● **Instructions for the task**:
Rewrite the lines below with "sample" changed to "example" everywhere and nothing else altered, and leave the pictures out of your version.

* BEGIN *

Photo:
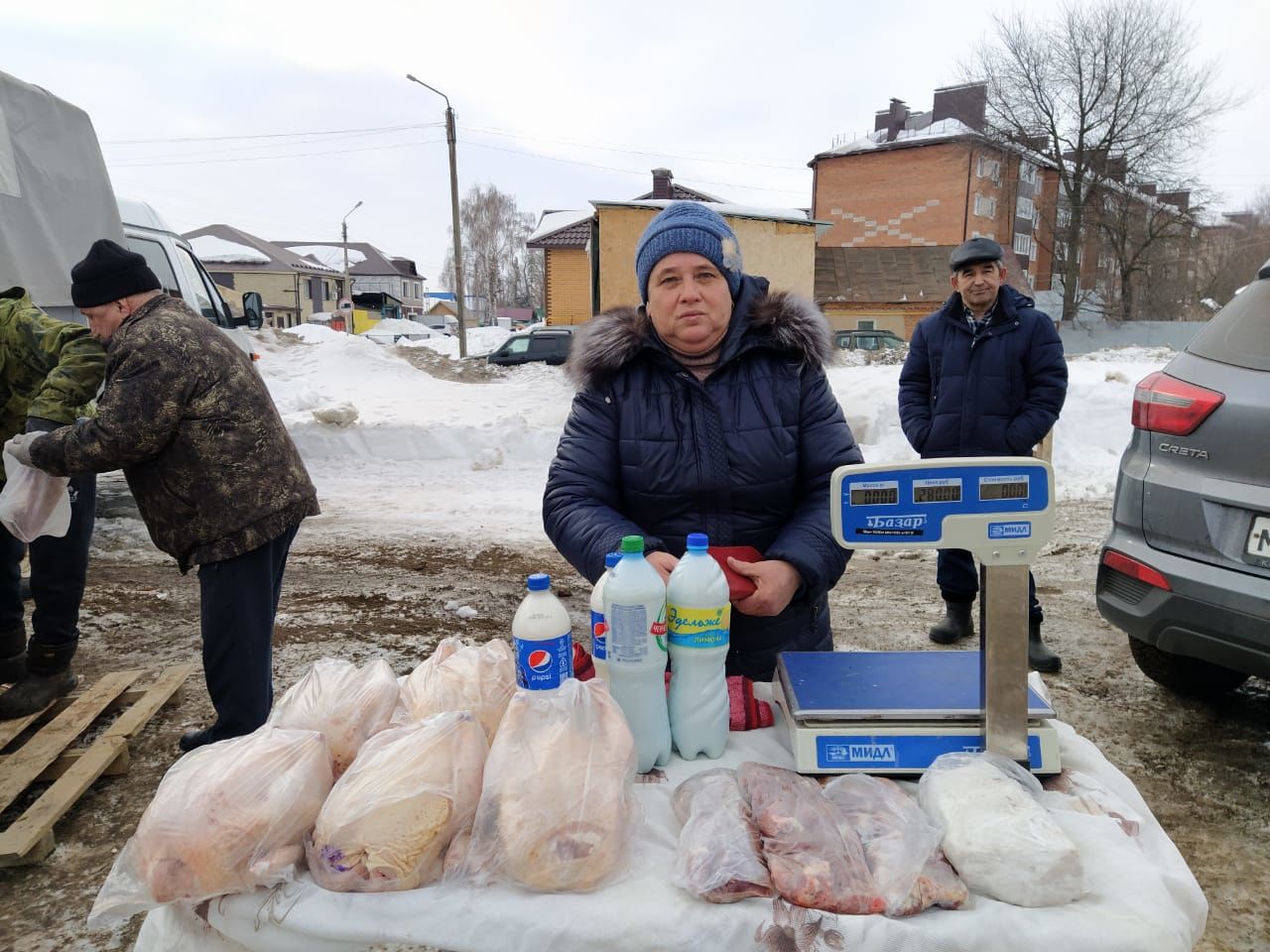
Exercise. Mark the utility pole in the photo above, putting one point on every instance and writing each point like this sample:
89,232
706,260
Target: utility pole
453,212
348,290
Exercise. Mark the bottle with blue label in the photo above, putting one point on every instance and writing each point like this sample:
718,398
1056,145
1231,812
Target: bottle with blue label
698,617
541,638
635,612
598,625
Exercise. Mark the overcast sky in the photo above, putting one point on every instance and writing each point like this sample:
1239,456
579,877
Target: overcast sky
557,103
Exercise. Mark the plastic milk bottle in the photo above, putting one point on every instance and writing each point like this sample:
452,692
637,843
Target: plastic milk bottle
598,626
541,638
698,616
634,603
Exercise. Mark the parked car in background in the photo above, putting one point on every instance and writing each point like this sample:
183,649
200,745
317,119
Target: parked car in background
867,340
1185,570
550,344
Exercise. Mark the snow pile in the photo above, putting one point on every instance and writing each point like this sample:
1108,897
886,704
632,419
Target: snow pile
468,457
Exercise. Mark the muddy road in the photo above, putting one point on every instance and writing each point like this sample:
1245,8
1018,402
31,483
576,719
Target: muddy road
1205,769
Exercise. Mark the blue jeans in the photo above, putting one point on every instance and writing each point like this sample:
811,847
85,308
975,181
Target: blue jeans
959,580
59,567
239,599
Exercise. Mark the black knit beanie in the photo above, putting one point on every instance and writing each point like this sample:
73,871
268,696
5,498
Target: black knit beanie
108,273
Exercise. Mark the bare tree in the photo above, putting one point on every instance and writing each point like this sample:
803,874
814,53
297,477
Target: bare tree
1107,91
498,270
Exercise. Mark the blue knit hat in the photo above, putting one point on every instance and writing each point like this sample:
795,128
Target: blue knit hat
689,226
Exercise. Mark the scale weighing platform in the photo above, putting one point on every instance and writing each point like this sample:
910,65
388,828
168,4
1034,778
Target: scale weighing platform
890,712
894,712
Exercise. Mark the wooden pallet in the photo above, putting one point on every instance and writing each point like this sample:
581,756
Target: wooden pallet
48,754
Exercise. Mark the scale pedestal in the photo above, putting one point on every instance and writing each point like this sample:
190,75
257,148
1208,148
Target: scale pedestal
892,712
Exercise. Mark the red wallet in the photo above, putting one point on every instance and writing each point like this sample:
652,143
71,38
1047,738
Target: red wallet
738,585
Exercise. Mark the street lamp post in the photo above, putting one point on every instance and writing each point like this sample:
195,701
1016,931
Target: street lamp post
343,229
453,212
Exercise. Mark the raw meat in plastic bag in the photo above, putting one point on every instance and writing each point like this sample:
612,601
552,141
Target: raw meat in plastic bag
1076,791
461,676
812,864
344,702
1001,841
390,817
226,817
901,842
719,857
558,809
33,503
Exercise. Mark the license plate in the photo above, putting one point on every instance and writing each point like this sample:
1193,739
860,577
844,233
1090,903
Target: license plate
1259,538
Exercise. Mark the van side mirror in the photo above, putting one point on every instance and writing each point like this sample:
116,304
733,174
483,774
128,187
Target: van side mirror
253,309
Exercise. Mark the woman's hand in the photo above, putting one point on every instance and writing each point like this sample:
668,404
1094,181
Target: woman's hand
665,563
775,581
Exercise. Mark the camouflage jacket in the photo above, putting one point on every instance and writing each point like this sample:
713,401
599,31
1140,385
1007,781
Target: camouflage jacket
51,368
191,425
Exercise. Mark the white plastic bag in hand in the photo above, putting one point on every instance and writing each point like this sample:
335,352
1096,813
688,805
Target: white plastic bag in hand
33,503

* END *

● **The solution**:
Photo:
Exercise. Mark the utility pole in the photo above, putting one point on every instance and writing each point like this example:
89,232
706,260
Target: utility pole
453,212
348,290
Exercise. Mark the bottle with blue label in the photo above, putting one point on every instance and writing each point like this example:
718,398
1056,145
1231,812
Target: bottle with blue label
698,617
541,638
635,612
598,625
Exercise. Mark the overcast sky in the photo above, putting one point on every instance and writing each point like this example:
1239,456
579,877
Target: overcast sky
557,103
Exercise. Mark the plastic milk bottle in the photo above, putting one point on every instance and writing each point like this example:
452,692
637,843
Target: plastic milk bottle
598,626
541,638
698,616
634,603
Exercise. Mark the parked car in background in the photo above, putting one point on every instance and writing each point like this example:
183,649
200,745
317,119
Target: parked car in background
867,340
1185,570
550,344
Exercise. Mark the snow pile in the photo above, putting one point on every instance and writing each point like this example:
1108,897
886,704
632,419
Target: snow pile
468,457
Exercise. Mark the muddy road in the photo above, putting one point on every instance and writing each point like this example:
1245,8
1018,402
31,483
576,719
Target: muddy road
1205,769
Exercise. Mark the blue jeans in the photo above, putting one point on every instance and writing each point like this example:
811,847
85,308
975,181
Target: blue jeans
959,580
59,567
239,599
Exercise. Mark the black knit beanie in the photo above, putting one point on every instance and writing each point like this example:
73,871
268,696
5,498
Target: black knit beanie
108,273
Exercise. Mark the bare tree in the photo above, putting one point on every instance and writing each point like this example:
803,874
814,53
297,477
Target: bare tree
1107,91
498,270
Exercise. Mark the blue knit hat in the photo above, putting one point on every instance and writing each point like this example:
795,128
Target: blue knit hat
689,226
Exercise. Mark the scale weighing platform in the photo above, putting one point on every instance and writing each point like this example:
910,65
388,828
168,4
1034,778
Target: scale weighing platform
890,712
894,712
Exercise. Mark the wooden pallet in the photo above, putting one point on every instance and writing each point like this example:
581,756
Target: wooden pallet
48,754
Exercise. Mark the scale pedestal in the photo above, putting one point on every instance and writing each point like this example:
190,75
257,148
1208,148
Target: scale pedestal
892,712
Exercise. Mark the red wallet in the photo above, putting one point on every instance and writing each point like this example:
652,143
71,38
1047,738
Target: red wallet
738,585
Exercise. Mark the street lamp post in the photo above, putting one point on every instance and writing each point like this example:
195,701
1016,931
Target: street lamp post
343,229
453,212
Exercise. Mark the raw meat in plastic bag in the photo above, putting one point on every instance and writing each point like this example:
612,601
552,141
Target: raw meat in plastic bag
1076,791
461,676
812,864
344,702
1001,841
390,817
226,817
901,842
719,857
558,809
33,503
Exercise. Mark the license plate in the photo above, putting one point on every instance and writing each point like this example:
1193,739
860,577
844,233
1090,903
Target: license plate
1259,538
Exercise. Mark the van side mirror in the photo above, putting one point on every instance and writing each point like this example:
116,304
733,174
483,774
128,187
Target: van side mirror
253,309
Exercise. Mark the woman's hand in the photo above, putting one point on every instance and writing each point like this example:
668,404
1094,181
Target: woman's hand
665,563
775,581
Exercise. Mark the camouflage jacket in the photo above, putting one point on every instance and writing each point like this example:
713,401
599,31
1140,385
1007,781
Target: camouflage jacket
51,368
191,425
Exercise. Mark the white plastic bag in hand in the photo above, putting one point on every instance and writing each point like this example:
335,352
1096,813
688,805
Target: white plastic bag in hand
33,503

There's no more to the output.